And elsewhere Hedges adds this:
The loss of a radical left in American politics has been catastrophic. The left once harbored militant anarchist and communist labor unions, an independent, alternative press, social movements and politicians not tethered to corporate benefactors. But its disappearance, the result of long witch hunts for communists, post-industrialization and the silencing of those who did not sign on for the utopian vision of globalization, means that there is no counterforce to halt our slide into corporate neo-feudalism. …
Wall Street’s looting of the Treasury, the curtailing of our civil liberties, the millions of fraudulent foreclosures, the long-term unemployment, the bankruptcies from medical bills, the endless wars in the Middle East and the amassing of trillions in debt that can never be repaid are pushing us toward a Hobbesian world of internal collapse. Being nice and moderate will not help. These are corporate forces that are intent on reconfiguring the United States into a system of neo-feudalism. These corporate forces will not be halted by funny signs, comics dressed up like Captain America or nice words.
Aux armes, citoyens!
And there’s Libby Spencer here:
Worse yet, there are all these voters who just elected a bunch of real Banana Republicans who are hell bent on making us number one – in income inequality. And they intend to make the poor suffer for being “too stupid” or “too lazy” to reach that top 1% of wealth holders by shrinking the government spending on social programs that alleviate the misery of poverty.
And you don’t want to read Joan Walsh here – on how the Democrats have been caving to the wealthy since the Carter administration. It’s depressing. And her question is simple. Will anyone stand up for the rest of us?
Who was left to defend the interests of the non-rich? There hasn’t been much in the way of institutional power on behalf of the middle and working class since unions began declining, also in the 1970s. Of course, the decline in union membership is both a cause and an effect of the Democrats’ middle-class problem. Management worked hard to thwart unionization in the ’70s, but organized labor likewise missed opportunities for growth, too often ignoring the aspirations of women and minority workers in favor of their white male base, even flirting with Nixon as the Democrats were beset by racial and cultural strife. The only gains for unions have come in the public sector, and that’s politically problematic for Democrats, as it seems as though “our” tax dollars pay for worker protections and benefits that the rest of us don’t enjoy.
The explosion of Democratic interest groups in the 1970s didn’t solve the problem either. The activism on the fronts of environmentalism, and women’s, minority and gay rights was important, but it didn’t represent a movement that was about bread-and-butter economic concerns, or that broadly represented the interests of the non-rich, the way unions did.
Against that backdrop, there are few signs of hope that Democrats can build a power base to actually fight Republicans in “organized combat.”
Combat? Of course she means that metaphorically. She’s not French. And of course Americans aren’t French. We’ll accept this. We always do.
But there is something in the air, and while it’s not exactly white-hot social anger, it has the making of it. And the Marseilles is one hell of a song.

• • • • •

DIRECTIONS FOR THIS TASK —
Copy the part of the passage on the decline of the American left that opens with "The explosion of" and closes with "We always do.", switching "backdrop" to "background".

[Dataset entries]
• • • • •

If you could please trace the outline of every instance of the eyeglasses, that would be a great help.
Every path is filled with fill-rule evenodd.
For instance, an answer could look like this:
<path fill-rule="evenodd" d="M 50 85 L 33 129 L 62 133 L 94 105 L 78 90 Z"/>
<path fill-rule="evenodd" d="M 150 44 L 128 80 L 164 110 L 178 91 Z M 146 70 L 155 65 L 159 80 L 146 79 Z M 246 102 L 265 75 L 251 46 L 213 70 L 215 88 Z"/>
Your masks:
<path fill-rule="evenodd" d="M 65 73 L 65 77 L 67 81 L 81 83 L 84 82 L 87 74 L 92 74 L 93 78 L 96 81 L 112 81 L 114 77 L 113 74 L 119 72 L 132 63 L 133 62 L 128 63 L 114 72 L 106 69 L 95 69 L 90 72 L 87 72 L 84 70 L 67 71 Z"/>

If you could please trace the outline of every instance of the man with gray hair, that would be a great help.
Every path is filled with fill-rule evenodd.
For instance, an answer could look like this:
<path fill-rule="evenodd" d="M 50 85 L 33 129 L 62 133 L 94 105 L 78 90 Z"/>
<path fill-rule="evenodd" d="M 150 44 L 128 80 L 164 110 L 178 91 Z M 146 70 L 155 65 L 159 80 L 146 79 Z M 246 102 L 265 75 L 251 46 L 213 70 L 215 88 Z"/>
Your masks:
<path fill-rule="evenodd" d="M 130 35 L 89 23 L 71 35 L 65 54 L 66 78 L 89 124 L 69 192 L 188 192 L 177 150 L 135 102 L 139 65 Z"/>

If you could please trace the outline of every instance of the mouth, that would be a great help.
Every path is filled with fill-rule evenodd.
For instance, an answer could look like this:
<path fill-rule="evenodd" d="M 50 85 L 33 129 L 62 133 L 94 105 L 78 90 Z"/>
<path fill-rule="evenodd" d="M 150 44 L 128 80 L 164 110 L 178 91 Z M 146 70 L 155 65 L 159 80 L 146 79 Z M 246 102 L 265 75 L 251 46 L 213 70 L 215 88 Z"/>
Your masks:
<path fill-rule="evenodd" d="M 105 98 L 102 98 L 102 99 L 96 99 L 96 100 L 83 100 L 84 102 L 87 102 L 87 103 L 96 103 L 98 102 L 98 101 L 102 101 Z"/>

• • • • •

REPLY —
The explosion of Democratic interest groups in the 1970s didn’t solve the problem either. The activism on the fronts of environmentalism, and women’s, minority and gay rights was important, but it didn’t represent a movement that was about bread-and-butter economic concerns, or that broadly represented the interests of the non-rich, the way unions did.
Against that background, there are few signs of hope that Democrats can build a power base to actually fight Republicans in “organized combat.”
Combat? Of course she means that metaphorically. She’s not French. And of course Americans aren’t French. We’ll accept this. We always do.